## Task description
The records that follow need to be output exactly as they are.

## Input material
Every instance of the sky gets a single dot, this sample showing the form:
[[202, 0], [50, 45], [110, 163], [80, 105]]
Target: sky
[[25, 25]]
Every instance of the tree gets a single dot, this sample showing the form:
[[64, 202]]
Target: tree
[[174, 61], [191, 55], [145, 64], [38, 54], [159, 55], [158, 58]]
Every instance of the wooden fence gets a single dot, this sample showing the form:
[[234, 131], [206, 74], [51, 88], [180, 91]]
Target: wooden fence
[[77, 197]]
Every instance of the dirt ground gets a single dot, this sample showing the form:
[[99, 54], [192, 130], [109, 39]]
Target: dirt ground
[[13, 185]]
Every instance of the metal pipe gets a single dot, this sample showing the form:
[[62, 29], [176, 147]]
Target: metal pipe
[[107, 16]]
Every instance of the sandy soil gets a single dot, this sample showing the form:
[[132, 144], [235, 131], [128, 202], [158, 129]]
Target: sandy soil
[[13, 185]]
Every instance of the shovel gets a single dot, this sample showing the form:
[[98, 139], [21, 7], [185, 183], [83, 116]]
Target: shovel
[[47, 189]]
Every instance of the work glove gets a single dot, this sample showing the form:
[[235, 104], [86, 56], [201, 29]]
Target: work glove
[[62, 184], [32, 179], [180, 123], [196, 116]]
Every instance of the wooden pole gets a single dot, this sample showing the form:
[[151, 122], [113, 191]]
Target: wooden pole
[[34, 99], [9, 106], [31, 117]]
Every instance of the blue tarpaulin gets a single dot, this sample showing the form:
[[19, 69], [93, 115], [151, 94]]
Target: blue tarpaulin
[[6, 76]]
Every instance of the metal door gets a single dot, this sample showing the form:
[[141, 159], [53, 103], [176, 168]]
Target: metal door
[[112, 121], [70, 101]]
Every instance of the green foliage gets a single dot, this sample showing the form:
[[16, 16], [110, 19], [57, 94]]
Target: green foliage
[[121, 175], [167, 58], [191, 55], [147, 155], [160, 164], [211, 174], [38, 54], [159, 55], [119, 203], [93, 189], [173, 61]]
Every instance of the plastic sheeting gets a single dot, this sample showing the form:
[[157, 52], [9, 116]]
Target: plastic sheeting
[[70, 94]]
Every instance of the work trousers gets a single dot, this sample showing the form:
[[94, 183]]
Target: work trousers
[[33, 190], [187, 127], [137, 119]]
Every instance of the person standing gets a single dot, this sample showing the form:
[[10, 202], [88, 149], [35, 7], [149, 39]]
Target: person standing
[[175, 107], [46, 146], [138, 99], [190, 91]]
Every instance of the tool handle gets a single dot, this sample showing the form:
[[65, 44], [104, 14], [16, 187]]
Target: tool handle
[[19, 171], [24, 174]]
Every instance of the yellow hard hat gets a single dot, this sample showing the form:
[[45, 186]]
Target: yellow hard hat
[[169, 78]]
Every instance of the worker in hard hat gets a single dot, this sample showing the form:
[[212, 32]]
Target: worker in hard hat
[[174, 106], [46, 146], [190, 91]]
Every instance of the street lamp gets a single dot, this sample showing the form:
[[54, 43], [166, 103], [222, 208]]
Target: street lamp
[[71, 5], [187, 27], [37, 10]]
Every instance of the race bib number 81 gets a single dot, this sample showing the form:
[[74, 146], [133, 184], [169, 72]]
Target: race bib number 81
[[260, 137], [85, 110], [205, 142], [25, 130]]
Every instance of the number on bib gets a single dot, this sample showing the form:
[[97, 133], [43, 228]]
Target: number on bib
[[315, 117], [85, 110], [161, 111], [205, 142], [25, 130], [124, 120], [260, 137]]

## Exercise result
Every instance of the sky gets a single dot, this sample showing the form:
[[202, 0], [50, 45], [110, 163], [80, 105]]
Target: sky
[[25, 25]]
Every instance of the tree gets a single dot, this sample showing the form:
[[64, 202]]
Target: tree
[[174, 61], [191, 55], [145, 64], [38, 54], [159, 55], [158, 58]]
Every instance of the wooden fence gets a single dot, this sample showing the form:
[[234, 131], [206, 74], [51, 88], [180, 91]]
Target: wooden fence
[[77, 197]]
Every instance of the dirt ground gets a single dot, this sample showing the form:
[[99, 54], [192, 130], [109, 39]]
Target: dirt ground
[[13, 185]]
Every instance of the metal pipe gets a single dot, this sample showing the form:
[[62, 29], [176, 147]]
Target: metal pipe
[[107, 16]]
Every instance of the sandy soil gets a single dot, this sample showing the form:
[[132, 144], [235, 131], [128, 202], [158, 129]]
Target: sandy soil
[[13, 185]]
Every instance of the shovel gets a single dot, this sample showing the form:
[[98, 139], [21, 7], [185, 183], [83, 116]]
Target: shovel
[[47, 189]]
Every instance of the work glove gets a single dot, this sample showing the form:
[[235, 104], [86, 56], [201, 29]]
Target: work glove
[[62, 184], [32, 179], [180, 123], [196, 116]]
Every instance of the wooden pole gets a single dot, this sample showing the form:
[[151, 122], [113, 191]]
Target: wooden pole
[[34, 99], [9, 106], [31, 117]]
Every instance of the blue tarpaulin gets a single dot, this sample showing the form:
[[19, 69], [93, 115], [151, 94]]
Target: blue tarpaulin
[[6, 76]]
Every instance of the metal door gets a single dot, this sample showing the form:
[[141, 159], [53, 103], [176, 168]]
Target: metal door
[[112, 121], [70, 101]]
Every instance of the green foliage gets a single dot, this sample showing the form:
[[16, 16], [110, 19], [57, 94]]
Target: green foliage
[[121, 175], [167, 58], [191, 55], [147, 155], [160, 164], [211, 174], [38, 54], [159, 55], [119, 203], [93, 189], [173, 61]]
Every instance of the plastic sheeting gets a single dot, this sample showing the form:
[[157, 52], [9, 116]]
Target: plastic sheeting
[[70, 94]]
Every instance of the work trousers gets a single dot, this sample showing the form:
[[94, 183]]
Target: work trousers
[[33, 190], [187, 127], [137, 119]]
Every instance of the person standing gets a single dot, this sample showing the form:
[[10, 202], [88, 149], [35, 7], [149, 39]]
Target: person standing
[[175, 107], [46, 146], [138, 99], [190, 91]]
Every instance of the tool handle gets a single dot, this sample showing the form:
[[65, 44], [104, 14], [16, 187]]
Target: tool handle
[[19, 171], [24, 174]]
Every instance of the yellow hard hat gets a single dot, this sample showing the form:
[[45, 186]]
Target: yellow hard hat
[[169, 78]]
Every instance of the worker in hard hat gets a single dot, this sample showing the form:
[[212, 32]]
Target: worker in hard hat
[[174, 106], [46, 146], [190, 91]]
Every instance of the street lamp gets a single dot, this sample showing the form:
[[54, 43], [166, 103], [222, 208]]
Target: street lamp
[[71, 5], [187, 27], [37, 10]]
Every instance of the race bib number 81 gets a single dot, this sample showing the form:
[[74, 146], [133, 184], [169, 72]]
Target: race bib number 81
[[260, 137], [85, 110], [205, 142], [25, 130]]
Every instance of the number on bib gets a single dot, this sample showing the form:
[[97, 133], [43, 228]]
Target: number on bib
[[315, 117], [85, 110], [161, 111], [205, 142], [25, 130], [124, 120], [260, 137]]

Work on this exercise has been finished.